**Okunacak metin:**
········

“Yoksulluk, eğitimden dışlanmanın en büyük nedeni.”
Eğitim İzleme Raporu 2023’e göre, 2022-2023 eğitim-öğretim yılında zorunlu eğitim çağındaki 6-17 yaş arası yaklaşık 442 bin 643 çocuk eğitimin dışında kaldı. Bu, Türkiye’nin toplam nüfusunun yaklaşık %2,5’ini oluşturuyor.(Tabiki bunlar resmi rakamlar.Gerçeklik çok daha fazlasını göstermektedir.)
Rapor, bu çocukların %49,9’unun oğlan, %50,1’inin kız olduğunu gösteriyor. Kız çocukları, özellikle kırsal kesimde ve dezavantajlı gruplarda eğitimden daha fazla dışlanıyor.
Eğitimden dışlanmak, çocukların geleceklerini olumsuz etkileyen ciddi bir sorundur. Eğitim, çocukların temel becerilerini geliştirmelerine, iş bulmalarına ve daha iyi bir yaşam sürmelerine yardımcı olur.
Eğitimden dışlanma nedenleri arasında şunlar yer alıyor:
Yoksul aileler, çocuklarını okula göndermek için gerekli parayı ve kaynakları karşılayamıyor. Türkiye’de yoksulluk oranı, son yıllarda ekonomik kriz ve yüksek enflasyon nedeniyle artarak devam ediyor. 2023 yılı için TÜRK-İŞ’in hesaplamalarına göre, dört kişilik bir ailenin yoksulluk sınırı 43.433 TL’dir. Bu, bir önceki yıla göre % 27,3 artışa denk geliyor. Yoksulluk oranı, Türkiye’nin farklı bölgelerinde ve farklı gruplarda farklılık gösteriyor. Örneğin, kırsal kesimde yoksulluk oranı, kentsel kesime göre daha yüksektir. Ayrıca, kadınlar, çocuklar ve engelliler, yoksulluk riskine daha fazla maruz kalmaktadır.

········

**Göreviniz:** Eğitimden dışlanma konulu metinden "Rapor, bu çocukların" sözleriyle başlayıp "sürmelerine yardımcı olur." sözlerine kadar, bu sözler de dahil olmak üzere süren bölümü harfi harfine tekrar verin.

········

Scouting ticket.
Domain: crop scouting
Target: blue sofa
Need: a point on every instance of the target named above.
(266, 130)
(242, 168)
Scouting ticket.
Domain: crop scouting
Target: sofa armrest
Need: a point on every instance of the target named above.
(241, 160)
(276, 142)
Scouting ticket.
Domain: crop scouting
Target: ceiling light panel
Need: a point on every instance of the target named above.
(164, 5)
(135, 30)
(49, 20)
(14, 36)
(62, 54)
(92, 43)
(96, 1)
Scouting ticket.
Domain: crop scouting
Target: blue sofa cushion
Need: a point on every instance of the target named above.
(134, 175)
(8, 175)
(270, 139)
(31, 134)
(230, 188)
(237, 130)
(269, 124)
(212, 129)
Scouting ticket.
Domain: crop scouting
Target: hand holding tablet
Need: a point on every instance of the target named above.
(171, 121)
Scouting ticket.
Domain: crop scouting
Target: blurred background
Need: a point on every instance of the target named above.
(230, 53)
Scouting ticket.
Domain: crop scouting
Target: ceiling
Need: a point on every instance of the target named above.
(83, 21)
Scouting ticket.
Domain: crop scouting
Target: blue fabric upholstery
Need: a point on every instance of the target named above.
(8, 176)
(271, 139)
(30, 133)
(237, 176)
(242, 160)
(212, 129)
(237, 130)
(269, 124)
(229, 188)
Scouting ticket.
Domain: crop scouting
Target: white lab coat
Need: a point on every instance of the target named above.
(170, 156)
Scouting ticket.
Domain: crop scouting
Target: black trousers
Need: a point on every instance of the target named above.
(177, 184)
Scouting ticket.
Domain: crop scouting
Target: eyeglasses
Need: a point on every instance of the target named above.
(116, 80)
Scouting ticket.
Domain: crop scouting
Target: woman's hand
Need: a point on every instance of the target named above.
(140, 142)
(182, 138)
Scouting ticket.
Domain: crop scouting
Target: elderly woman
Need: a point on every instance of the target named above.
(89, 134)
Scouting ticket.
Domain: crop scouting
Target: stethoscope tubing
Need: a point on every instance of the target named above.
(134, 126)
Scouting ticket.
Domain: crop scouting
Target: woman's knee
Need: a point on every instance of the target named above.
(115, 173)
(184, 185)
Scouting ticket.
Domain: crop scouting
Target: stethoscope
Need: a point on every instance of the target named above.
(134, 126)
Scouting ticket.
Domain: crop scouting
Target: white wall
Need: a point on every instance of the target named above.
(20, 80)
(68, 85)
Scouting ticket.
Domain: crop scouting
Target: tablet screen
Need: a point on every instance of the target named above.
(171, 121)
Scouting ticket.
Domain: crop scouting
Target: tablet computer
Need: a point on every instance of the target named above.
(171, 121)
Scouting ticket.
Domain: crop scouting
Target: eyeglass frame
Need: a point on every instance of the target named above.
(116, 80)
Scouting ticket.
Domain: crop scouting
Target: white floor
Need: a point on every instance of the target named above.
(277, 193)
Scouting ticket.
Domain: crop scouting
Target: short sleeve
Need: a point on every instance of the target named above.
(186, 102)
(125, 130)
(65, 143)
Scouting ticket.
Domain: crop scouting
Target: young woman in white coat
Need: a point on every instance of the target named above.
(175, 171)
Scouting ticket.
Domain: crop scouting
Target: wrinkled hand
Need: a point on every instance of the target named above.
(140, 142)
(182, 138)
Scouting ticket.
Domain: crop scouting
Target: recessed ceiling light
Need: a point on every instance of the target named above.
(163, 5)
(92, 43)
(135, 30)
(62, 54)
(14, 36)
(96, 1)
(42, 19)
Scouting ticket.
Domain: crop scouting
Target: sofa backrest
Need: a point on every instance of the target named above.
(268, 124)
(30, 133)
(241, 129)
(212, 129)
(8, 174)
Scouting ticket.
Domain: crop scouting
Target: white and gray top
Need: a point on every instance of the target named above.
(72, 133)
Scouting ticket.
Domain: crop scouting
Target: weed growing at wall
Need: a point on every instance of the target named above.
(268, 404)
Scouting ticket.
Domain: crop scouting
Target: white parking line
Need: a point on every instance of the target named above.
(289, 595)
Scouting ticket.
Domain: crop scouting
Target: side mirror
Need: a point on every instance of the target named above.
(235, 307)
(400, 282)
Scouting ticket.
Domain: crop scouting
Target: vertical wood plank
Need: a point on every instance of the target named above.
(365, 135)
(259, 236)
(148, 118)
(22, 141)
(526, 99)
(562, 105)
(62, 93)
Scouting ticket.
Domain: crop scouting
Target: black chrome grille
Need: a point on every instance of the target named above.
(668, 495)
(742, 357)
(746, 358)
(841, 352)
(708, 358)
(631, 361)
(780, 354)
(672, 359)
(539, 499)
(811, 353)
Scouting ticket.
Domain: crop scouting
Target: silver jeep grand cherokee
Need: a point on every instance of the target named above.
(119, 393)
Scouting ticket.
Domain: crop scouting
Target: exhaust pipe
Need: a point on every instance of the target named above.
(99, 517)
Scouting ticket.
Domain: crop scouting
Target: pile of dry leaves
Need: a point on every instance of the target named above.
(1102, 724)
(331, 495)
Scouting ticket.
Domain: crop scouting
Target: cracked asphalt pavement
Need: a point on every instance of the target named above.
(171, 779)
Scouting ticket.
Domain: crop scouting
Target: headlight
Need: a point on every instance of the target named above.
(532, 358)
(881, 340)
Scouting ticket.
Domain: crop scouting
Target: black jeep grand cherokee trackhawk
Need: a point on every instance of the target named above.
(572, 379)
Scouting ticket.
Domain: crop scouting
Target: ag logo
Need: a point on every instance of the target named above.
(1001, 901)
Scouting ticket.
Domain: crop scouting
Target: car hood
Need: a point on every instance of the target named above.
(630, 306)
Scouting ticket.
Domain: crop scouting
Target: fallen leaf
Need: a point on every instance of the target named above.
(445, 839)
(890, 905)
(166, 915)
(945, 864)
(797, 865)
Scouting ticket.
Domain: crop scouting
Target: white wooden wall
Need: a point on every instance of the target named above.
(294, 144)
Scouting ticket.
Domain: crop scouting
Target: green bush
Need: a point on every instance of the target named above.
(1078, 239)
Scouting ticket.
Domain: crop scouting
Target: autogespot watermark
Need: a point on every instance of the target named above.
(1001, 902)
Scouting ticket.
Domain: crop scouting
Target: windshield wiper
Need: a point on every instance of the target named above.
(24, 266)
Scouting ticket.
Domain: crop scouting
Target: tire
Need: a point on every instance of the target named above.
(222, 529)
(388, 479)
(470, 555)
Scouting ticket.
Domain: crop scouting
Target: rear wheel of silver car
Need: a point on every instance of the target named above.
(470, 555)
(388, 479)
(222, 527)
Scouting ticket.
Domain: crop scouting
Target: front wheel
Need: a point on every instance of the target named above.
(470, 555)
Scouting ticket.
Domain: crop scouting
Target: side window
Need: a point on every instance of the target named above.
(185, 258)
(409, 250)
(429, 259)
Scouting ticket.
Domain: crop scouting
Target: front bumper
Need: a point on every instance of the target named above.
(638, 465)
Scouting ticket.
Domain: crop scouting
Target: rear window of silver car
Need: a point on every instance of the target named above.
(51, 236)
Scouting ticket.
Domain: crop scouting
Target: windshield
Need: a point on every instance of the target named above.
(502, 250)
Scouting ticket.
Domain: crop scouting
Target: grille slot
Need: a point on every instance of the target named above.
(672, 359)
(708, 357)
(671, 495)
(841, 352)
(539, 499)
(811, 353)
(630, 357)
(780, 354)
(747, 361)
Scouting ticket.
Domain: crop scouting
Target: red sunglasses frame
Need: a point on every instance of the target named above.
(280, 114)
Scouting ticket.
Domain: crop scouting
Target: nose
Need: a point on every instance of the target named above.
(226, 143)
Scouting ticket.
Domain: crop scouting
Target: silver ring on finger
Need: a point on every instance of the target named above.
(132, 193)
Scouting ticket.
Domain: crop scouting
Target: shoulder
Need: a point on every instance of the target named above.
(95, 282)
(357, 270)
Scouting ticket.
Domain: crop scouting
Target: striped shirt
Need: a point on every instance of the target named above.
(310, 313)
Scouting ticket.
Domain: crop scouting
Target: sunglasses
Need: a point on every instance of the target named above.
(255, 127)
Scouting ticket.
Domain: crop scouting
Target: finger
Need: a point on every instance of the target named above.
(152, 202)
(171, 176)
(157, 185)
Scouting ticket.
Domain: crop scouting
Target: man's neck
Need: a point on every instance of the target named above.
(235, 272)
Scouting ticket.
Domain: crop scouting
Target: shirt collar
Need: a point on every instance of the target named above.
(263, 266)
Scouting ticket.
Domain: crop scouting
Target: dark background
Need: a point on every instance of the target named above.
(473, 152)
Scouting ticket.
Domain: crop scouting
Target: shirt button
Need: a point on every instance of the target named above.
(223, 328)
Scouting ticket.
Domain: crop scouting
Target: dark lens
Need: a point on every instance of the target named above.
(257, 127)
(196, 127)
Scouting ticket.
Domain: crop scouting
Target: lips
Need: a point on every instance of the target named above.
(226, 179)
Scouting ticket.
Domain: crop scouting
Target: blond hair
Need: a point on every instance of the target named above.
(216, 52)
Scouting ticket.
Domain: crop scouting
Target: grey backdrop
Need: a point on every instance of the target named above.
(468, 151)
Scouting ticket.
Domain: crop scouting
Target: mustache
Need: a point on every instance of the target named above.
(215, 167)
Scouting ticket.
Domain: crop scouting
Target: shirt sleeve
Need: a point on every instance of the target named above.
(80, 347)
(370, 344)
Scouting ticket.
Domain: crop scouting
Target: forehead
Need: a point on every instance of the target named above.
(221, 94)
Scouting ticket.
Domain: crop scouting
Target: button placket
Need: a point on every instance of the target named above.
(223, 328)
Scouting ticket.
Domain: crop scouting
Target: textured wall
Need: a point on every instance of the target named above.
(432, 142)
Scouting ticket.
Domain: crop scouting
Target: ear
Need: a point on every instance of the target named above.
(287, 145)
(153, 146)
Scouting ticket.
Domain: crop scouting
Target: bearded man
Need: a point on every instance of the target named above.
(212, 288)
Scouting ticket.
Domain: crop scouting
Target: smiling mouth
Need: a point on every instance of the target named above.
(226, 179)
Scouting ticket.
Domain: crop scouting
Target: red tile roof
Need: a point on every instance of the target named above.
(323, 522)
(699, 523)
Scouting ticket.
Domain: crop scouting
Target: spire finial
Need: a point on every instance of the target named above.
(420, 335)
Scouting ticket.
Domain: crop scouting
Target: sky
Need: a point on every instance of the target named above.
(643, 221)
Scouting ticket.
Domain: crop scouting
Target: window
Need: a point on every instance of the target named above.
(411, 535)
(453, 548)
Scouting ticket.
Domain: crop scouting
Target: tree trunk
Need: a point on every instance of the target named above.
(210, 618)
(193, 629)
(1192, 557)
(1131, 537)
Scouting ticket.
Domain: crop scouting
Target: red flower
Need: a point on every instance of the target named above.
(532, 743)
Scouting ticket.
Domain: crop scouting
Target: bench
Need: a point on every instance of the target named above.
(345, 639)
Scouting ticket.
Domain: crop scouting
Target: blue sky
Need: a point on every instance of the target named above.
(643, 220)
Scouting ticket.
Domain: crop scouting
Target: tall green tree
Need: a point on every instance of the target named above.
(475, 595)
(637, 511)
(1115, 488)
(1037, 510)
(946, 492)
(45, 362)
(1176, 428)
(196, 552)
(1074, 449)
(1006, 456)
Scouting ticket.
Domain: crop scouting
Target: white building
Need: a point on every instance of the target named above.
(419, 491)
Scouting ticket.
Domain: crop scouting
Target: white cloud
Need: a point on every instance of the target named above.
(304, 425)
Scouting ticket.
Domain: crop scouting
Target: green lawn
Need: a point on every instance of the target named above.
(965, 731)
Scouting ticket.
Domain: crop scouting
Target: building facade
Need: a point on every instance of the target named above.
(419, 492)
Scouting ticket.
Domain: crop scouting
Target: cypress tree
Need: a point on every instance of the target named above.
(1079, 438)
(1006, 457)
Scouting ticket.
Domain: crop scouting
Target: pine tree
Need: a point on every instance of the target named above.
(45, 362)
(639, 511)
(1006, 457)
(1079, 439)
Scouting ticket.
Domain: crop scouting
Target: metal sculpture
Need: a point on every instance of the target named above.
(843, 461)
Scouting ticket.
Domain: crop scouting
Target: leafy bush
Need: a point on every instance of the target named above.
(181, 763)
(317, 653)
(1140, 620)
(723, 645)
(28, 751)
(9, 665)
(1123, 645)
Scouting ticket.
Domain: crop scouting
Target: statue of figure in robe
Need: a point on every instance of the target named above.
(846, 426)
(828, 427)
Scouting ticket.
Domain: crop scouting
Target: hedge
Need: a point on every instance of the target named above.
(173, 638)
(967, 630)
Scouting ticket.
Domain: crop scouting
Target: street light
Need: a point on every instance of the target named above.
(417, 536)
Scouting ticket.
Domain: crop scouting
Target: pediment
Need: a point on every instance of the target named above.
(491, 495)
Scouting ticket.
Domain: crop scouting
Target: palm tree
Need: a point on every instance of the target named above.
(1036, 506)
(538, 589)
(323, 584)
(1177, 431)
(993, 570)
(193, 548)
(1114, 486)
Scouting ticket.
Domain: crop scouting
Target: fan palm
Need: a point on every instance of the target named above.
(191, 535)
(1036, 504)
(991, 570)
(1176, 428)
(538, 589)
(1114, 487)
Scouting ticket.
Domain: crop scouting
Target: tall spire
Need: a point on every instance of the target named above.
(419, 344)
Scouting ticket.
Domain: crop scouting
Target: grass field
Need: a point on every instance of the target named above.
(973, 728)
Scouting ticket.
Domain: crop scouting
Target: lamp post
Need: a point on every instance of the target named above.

········

**Yanıt:**
Rapor, bu çocukların %49,9’unun oğlan, %50,1’inin kız olduğunu gösteriyor. Kız çocukları, özellikle kırsal kesimde ve dezavantajlı gruplarda eğitimden daha fazla dışlanıyor.
Eğitimden dışlanmak, çocukların geleceklerini olumsuz etkileyen ciddi bir sorundur. Eğitim, çocukların temel becerilerini geliştirmelerine, iş bulmalarına ve daha iyi bir yaşam sürmelerine yardımcı olur.